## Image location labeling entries

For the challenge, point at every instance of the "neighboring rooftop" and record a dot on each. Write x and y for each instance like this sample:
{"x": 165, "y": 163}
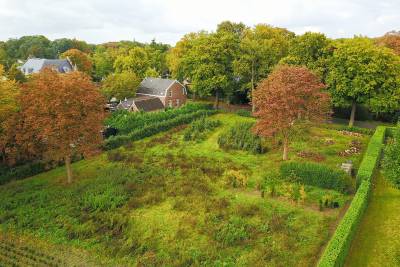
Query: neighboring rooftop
{"x": 154, "y": 86}
{"x": 35, "y": 65}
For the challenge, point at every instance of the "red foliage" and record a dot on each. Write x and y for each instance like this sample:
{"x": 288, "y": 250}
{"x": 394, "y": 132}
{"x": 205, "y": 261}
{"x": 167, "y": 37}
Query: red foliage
{"x": 289, "y": 96}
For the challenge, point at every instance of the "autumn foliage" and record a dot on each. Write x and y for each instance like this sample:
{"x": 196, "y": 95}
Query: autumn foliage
{"x": 290, "y": 96}
{"x": 62, "y": 116}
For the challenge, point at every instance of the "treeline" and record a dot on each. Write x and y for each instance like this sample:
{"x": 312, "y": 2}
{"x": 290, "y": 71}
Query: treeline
{"x": 230, "y": 62}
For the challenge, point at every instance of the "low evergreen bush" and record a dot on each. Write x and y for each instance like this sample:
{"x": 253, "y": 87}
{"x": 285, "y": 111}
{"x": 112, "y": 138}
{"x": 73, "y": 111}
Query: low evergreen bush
{"x": 239, "y": 136}
{"x": 316, "y": 175}
{"x": 338, "y": 247}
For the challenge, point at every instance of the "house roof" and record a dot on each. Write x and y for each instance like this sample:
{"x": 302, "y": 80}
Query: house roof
{"x": 145, "y": 103}
{"x": 148, "y": 104}
{"x": 154, "y": 86}
{"x": 35, "y": 65}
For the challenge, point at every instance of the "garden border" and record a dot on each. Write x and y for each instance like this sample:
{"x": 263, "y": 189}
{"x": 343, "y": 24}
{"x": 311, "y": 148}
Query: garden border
{"x": 338, "y": 247}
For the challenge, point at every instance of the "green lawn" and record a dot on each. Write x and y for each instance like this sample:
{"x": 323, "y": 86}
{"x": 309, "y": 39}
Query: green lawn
{"x": 164, "y": 201}
{"x": 377, "y": 242}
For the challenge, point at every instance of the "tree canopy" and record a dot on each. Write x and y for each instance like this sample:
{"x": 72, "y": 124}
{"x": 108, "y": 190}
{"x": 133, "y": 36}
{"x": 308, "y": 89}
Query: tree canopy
{"x": 289, "y": 97}
{"x": 363, "y": 73}
{"x": 64, "y": 113}
{"x": 120, "y": 85}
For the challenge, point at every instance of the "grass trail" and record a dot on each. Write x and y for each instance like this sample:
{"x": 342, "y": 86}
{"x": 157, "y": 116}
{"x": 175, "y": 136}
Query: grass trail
{"x": 378, "y": 241}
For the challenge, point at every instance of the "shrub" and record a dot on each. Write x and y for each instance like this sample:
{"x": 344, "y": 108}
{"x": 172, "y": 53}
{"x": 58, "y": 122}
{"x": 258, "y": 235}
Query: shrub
{"x": 198, "y": 129}
{"x": 391, "y": 160}
{"x": 240, "y": 136}
{"x": 339, "y": 245}
{"x": 316, "y": 175}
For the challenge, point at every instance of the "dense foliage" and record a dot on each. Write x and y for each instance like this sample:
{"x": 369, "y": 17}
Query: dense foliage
{"x": 316, "y": 175}
{"x": 338, "y": 247}
{"x": 391, "y": 160}
{"x": 290, "y": 97}
{"x": 241, "y": 137}
{"x": 199, "y": 129}
{"x": 126, "y": 121}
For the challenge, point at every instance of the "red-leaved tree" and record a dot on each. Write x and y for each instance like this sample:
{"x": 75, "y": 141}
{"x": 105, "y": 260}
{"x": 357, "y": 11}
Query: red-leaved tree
{"x": 289, "y": 97}
{"x": 61, "y": 116}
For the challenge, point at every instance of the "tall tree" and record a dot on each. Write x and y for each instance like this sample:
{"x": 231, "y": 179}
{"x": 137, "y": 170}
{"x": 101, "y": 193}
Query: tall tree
{"x": 311, "y": 50}
{"x": 261, "y": 49}
{"x": 80, "y": 59}
{"x": 9, "y": 92}
{"x": 137, "y": 61}
{"x": 210, "y": 63}
{"x": 289, "y": 97}
{"x": 120, "y": 85}
{"x": 64, "y": 112}
{"x": 363, "y": 73}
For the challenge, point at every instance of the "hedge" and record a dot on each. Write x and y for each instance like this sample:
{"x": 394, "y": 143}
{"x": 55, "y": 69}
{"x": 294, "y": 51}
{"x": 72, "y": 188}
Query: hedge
{"x": 149, "y": 130}
{"x": 317, "y": 175}
{"x": 338, "y": 247}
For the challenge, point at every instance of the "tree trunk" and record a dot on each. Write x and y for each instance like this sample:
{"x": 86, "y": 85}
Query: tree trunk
{"x": 285, "y": 148}
{"x": 216, "y": 103}
{"x": 69, "y": 170}
{"x": 353, "y": 114}
{"x": 253, "y": 107}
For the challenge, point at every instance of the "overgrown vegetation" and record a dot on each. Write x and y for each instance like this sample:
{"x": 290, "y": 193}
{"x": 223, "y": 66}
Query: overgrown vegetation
{"x": 316, "y": 175}
{"x": 199, "y": 129}
{"x": 240, "y": 136}
{"x": 127, "y": 122}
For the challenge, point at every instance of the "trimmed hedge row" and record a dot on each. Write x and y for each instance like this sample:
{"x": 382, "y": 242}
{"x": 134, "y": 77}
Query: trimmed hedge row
{"x": 338, "y": 247}
{"x": 317, "y": 175}
{"x": 149, "y": 130}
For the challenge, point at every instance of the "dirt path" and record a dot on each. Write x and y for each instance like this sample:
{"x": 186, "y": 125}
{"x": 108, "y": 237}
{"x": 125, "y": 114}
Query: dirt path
{"x": 378, "y": 241}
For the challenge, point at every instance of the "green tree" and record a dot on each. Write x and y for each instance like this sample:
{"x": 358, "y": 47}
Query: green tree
{"x": 362, "y": 73}
{"x": 16, "y": 74}
{"x": 210, "y": 63}
{"x": 136, "y": 61}
{"x": 102, "y": 63}
{"x": 120, "y": 85}
{"x": 80, "y": 59}
{"x": 311, "y": 50}
{"x": 260, "y": 50}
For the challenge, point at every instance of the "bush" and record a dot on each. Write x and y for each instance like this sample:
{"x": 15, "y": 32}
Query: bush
{"x": 151, "y": 129}
{"x": 339, "y": 245}
{"x": 316, "y": 175}
{"x": 240, "y": 137}
{"x": 244, "y": 113}
{"x": 198, "y": 129}
{"x": 391, "y": 160}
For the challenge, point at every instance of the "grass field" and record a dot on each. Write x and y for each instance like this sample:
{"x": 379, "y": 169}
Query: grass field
{"x": 165, "y": 201}
{"x": 377, "y": 243}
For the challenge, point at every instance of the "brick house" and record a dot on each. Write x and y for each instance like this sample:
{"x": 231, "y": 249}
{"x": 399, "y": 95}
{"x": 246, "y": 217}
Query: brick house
{"x": 171, "y": 92}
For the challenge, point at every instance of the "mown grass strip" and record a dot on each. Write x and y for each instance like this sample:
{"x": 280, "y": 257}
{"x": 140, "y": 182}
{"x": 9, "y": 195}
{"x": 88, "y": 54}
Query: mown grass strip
{"x": 339, "y": 245}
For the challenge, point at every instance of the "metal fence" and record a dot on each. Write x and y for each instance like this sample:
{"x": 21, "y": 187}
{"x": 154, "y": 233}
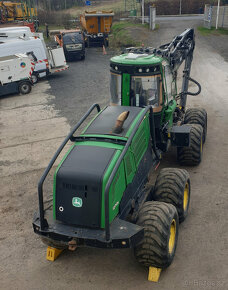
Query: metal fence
{"x": 210, "y": 16}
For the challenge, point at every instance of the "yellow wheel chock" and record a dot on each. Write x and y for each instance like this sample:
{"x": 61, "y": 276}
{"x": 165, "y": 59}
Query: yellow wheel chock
{"x": 154, "y": 274}
{"x": 53, "y": 253}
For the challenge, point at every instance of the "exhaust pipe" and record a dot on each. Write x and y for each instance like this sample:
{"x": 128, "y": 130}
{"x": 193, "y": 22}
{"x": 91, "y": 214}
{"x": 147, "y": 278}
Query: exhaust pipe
{"x": 119, "y": 122}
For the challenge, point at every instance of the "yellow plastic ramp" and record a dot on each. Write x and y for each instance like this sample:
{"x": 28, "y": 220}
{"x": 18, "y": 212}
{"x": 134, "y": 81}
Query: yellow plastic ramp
{"x": 154, "y": 274}
{"x": 53, "y": 253}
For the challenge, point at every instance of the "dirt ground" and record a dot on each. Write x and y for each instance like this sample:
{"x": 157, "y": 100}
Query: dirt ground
{"x": 33, "y": 126}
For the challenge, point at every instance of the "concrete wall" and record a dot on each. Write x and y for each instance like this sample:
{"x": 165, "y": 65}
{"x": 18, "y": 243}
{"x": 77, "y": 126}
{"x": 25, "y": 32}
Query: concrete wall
{"x": 210, "y": 20}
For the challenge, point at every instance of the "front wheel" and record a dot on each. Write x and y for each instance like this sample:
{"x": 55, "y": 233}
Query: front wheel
{"x": 25, "y": 87}
{"x": 161, "y": 224}
{"x": 173, "y": 186}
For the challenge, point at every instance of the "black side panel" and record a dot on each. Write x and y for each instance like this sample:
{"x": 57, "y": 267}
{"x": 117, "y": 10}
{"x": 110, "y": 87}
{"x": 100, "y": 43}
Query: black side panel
{"x": 79, "y": 179}
{"x": 134, "y": 190}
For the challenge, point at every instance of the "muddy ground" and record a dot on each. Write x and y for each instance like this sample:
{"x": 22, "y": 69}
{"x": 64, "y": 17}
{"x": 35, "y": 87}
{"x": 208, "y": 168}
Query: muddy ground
{"x": 32, "y": 128}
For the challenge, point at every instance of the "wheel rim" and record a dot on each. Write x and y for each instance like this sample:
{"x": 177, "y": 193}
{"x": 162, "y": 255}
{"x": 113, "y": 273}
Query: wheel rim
{"x": 172, "y": 236}
{"x": 186, "y": 196}
{"x": 25, "y": 88}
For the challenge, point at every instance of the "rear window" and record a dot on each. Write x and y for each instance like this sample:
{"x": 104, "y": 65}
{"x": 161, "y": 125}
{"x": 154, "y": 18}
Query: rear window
{"x": 72, "y": 38}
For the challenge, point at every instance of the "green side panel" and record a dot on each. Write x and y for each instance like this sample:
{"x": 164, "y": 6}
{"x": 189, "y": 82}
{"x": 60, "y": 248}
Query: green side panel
{"x": 54, "y": 182}
{"x": 100, "y": 144}
{"x": 169, "y": 112}
{"x": 129, "y": 165}
{"x": 140, "y": 141}
{"x": 144, "y": 60}
{"x": 134, "y": 123}
{"x": 105, "y": 136}
{"x": 126, "y": 79}
{"x": 116, "y": 189}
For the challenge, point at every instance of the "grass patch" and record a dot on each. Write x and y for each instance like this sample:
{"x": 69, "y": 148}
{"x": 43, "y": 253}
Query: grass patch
{"x": 205, "y": 32}
{"x": 120, "y": 35}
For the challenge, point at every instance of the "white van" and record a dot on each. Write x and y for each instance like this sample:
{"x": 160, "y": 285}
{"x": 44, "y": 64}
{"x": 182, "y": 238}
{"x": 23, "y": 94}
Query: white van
{"x": 7, "y": 33}
{"x": 47, "y": 60}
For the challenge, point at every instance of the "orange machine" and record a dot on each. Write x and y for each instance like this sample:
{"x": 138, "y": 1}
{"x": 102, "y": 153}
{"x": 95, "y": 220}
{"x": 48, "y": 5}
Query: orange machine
{"x": 96, "y": 26}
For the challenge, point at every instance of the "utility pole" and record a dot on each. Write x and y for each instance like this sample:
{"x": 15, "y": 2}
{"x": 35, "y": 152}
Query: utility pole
{"x": 142, "y": 11}
{"x": 180, "y": 6}
{"x": 217, "y": 14}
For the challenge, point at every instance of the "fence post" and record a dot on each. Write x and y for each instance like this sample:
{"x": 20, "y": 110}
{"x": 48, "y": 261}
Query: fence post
{"x": 152, "y": 17}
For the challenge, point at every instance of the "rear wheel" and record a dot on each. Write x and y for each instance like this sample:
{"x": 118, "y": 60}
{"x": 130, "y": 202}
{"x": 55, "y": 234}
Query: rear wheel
{"x": 25, "y": 87}
{"x": 173, "y": 186}
{"x": 161, "y": 224}
{"x": 197, "y": 116}
{"x": 192, "y": 155}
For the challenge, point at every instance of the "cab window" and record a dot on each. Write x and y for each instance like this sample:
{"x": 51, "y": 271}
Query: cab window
{"x": 146, "y": 90}
{"x": 115, "y": 88}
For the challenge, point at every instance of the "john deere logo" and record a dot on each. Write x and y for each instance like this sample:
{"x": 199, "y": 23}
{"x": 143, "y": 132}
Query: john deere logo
{"x": 77, "y": 201}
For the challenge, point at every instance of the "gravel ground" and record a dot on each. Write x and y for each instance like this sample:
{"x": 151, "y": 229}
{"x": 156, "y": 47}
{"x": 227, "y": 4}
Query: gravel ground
{"x": 32, "y": 128}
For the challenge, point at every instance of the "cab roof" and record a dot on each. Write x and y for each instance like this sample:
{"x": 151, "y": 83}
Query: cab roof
{"x": 137, "y": 59}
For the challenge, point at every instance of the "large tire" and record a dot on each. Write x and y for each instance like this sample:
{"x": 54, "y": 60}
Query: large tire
{"x": 197, "y": 116}
{"x": 25, "y": 87}
{"x": 161, "y": 224}
{"x": 173, "y": 186}
{"x": 192, "y": 155}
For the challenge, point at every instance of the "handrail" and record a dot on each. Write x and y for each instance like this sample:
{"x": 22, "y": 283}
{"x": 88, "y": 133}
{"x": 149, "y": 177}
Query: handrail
{"x": 43, "y": 222}
{"x": 116, "y": 167}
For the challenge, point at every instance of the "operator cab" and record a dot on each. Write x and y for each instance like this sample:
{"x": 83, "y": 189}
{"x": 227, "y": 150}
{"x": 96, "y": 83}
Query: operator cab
{"x": 135, "y": 84}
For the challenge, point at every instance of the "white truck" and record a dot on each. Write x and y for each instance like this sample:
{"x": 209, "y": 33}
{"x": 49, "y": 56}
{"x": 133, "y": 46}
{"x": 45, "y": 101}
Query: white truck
{"x": 15, "y": 74}
{"x": 48, "y": 60}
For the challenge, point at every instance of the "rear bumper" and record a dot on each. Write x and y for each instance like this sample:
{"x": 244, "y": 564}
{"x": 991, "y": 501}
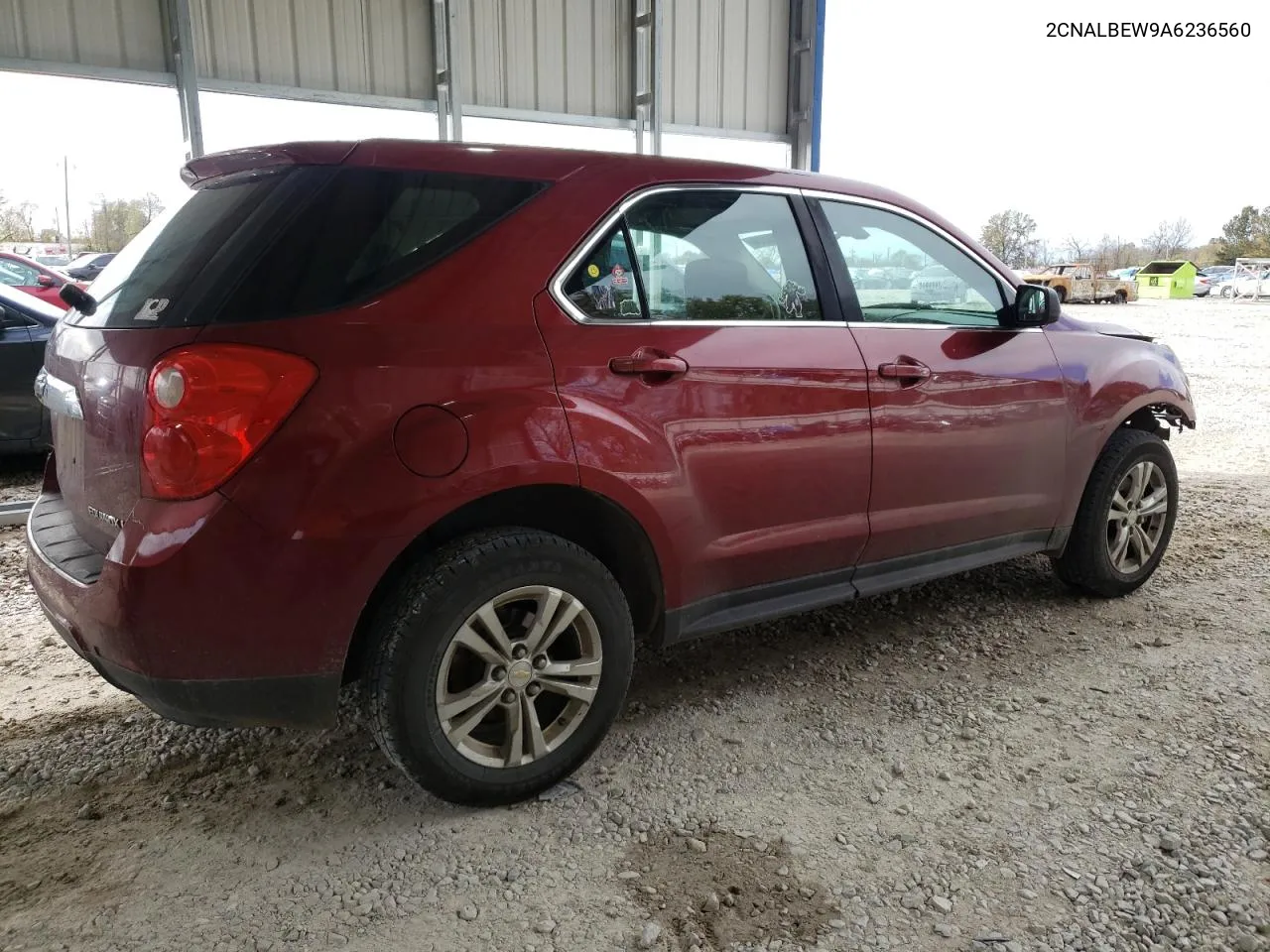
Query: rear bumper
{"x": 302, "y": 701}
{"x": 204, "y": 616}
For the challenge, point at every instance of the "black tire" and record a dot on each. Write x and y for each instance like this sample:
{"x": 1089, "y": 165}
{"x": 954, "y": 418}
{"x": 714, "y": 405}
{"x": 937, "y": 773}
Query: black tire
{"x": 1086, "y": 561}
{"x": 416, "y": 629}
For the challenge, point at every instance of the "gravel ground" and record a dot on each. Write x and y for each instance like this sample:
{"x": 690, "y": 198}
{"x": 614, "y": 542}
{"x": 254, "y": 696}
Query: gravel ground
{"x": 21, "y": 477}
{"x": 982, "y": 763}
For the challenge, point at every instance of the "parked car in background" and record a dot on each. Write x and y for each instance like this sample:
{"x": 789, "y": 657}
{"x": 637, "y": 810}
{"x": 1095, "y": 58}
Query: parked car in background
{"x": 937, "y": 285}
{"x": 32, "y": 278}
{"x": 26, "y": 324}
{"x": 318, "y": 425}
{"x": 1079, "y": 282}
{"x": 1246, "y": 286}
{"x": 87, "y": 266}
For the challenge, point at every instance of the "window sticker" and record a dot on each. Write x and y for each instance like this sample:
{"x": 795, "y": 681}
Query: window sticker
{"x": 793, "y": 296}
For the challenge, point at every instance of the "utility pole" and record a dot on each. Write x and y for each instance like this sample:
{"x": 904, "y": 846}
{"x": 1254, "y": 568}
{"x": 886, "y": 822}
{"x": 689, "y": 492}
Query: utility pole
{"x": 66, "y": 194}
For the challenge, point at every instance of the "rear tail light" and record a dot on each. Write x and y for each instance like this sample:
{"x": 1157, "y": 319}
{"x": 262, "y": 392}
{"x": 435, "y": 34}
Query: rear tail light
{"x": 211, "y": 407}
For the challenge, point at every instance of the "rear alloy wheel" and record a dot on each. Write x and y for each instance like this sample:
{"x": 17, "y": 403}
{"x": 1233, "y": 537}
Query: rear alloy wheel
{"x": 494, "y": 694}
{"x": 1125, "y": 517}
{"x": 503, "y": 661}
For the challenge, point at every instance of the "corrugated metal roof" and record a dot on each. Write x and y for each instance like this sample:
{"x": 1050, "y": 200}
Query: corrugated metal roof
{"x": 724, "y": 61}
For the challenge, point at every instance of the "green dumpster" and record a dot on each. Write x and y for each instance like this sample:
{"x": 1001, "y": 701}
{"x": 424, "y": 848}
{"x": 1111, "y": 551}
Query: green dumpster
{"x": 1166, "y": 280}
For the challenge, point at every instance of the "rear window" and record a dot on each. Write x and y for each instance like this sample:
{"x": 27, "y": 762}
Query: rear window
{"x": 368, "y": 230}
{"x": 146, "y": 284}
{"x": 296, "y": 243}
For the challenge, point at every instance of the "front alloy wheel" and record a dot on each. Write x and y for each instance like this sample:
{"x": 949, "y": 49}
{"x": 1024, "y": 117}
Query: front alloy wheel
{"x": 1137, "y": 517}
{"x": 1125, "y": 517}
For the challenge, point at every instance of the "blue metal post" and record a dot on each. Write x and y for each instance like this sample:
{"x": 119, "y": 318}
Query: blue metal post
{"x": 818, "y": 81}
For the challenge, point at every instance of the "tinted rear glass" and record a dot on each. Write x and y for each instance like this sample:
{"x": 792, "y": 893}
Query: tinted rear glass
{"x": 326, "y": 239}
{"x": 145, "y": 285}
{"x": 367, "y": 230}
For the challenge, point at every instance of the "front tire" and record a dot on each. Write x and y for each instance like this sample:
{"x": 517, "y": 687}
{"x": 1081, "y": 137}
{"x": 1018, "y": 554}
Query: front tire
{"x": 502, "y": 661}
{"x": 1125, "y": 517}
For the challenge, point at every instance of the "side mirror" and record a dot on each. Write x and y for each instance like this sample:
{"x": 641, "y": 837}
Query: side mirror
{"x": 1035, "y": 306}
{"x": 77, "y": 298}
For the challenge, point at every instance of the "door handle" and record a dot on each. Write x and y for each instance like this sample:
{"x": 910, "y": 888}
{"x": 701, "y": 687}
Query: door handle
{"x": 905, "y": 368}
{"x": 648, "y": 362}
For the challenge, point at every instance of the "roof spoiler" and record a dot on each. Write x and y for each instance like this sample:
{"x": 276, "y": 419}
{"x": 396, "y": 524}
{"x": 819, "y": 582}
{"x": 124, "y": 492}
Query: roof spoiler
{"x": 213, "y": 167}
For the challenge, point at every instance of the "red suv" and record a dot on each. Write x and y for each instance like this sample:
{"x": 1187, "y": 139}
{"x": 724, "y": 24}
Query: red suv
{"x": 463, "y": 422}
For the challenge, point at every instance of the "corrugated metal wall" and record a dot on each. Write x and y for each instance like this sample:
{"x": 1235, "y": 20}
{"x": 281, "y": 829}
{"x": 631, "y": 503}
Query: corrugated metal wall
{"x": 118, "y": 35}
{"x": 553, "y": 56}
{"x": 379, "y": 48}
{"x": 724, "y": 61}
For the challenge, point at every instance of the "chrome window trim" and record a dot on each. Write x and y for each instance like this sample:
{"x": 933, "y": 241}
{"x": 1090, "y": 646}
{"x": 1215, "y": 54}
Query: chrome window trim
{"x": 562, "y": 275}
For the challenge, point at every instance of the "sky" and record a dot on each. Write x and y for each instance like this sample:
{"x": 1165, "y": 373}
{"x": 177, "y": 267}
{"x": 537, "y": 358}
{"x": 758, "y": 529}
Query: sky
{"x": 968, "y": 107}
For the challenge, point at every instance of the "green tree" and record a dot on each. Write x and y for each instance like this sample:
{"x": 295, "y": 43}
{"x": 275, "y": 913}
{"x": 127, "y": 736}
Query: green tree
{"x": 17, "y": 221}
{"x": 114, "y": 222}
{"x": 1010, "y": 236}
{"x": 1246, "y": 235}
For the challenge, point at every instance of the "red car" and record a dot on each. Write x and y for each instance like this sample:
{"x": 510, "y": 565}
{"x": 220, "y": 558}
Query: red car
{"x": 463, "y": 422}
{"x": 33, "y": 278}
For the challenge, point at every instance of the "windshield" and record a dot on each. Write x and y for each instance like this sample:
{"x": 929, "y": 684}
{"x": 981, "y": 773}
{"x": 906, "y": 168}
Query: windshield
{"x": 28, "y": 302}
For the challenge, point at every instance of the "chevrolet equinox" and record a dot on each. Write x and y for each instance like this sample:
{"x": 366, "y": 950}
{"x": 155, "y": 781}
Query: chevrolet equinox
{"x": 465, "y": 422}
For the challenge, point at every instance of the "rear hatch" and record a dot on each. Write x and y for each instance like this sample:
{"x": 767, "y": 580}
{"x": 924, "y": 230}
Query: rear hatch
{"x": 275, "y": 240}
{"x": 149, "y": 301}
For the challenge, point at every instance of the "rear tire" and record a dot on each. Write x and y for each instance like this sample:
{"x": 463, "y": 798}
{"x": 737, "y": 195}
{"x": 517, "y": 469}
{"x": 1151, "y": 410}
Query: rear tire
{"x": 1125, "y": 517}
{"x": 483, "y": 717}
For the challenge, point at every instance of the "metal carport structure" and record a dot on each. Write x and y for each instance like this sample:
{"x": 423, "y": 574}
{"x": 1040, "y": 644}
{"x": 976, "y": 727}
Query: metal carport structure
{"x": 735, "y": 68}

## GIVEN TASK
Count the lines in the entries above that contain the string "field". Give only the number.

## CORRECT RESPONSE
2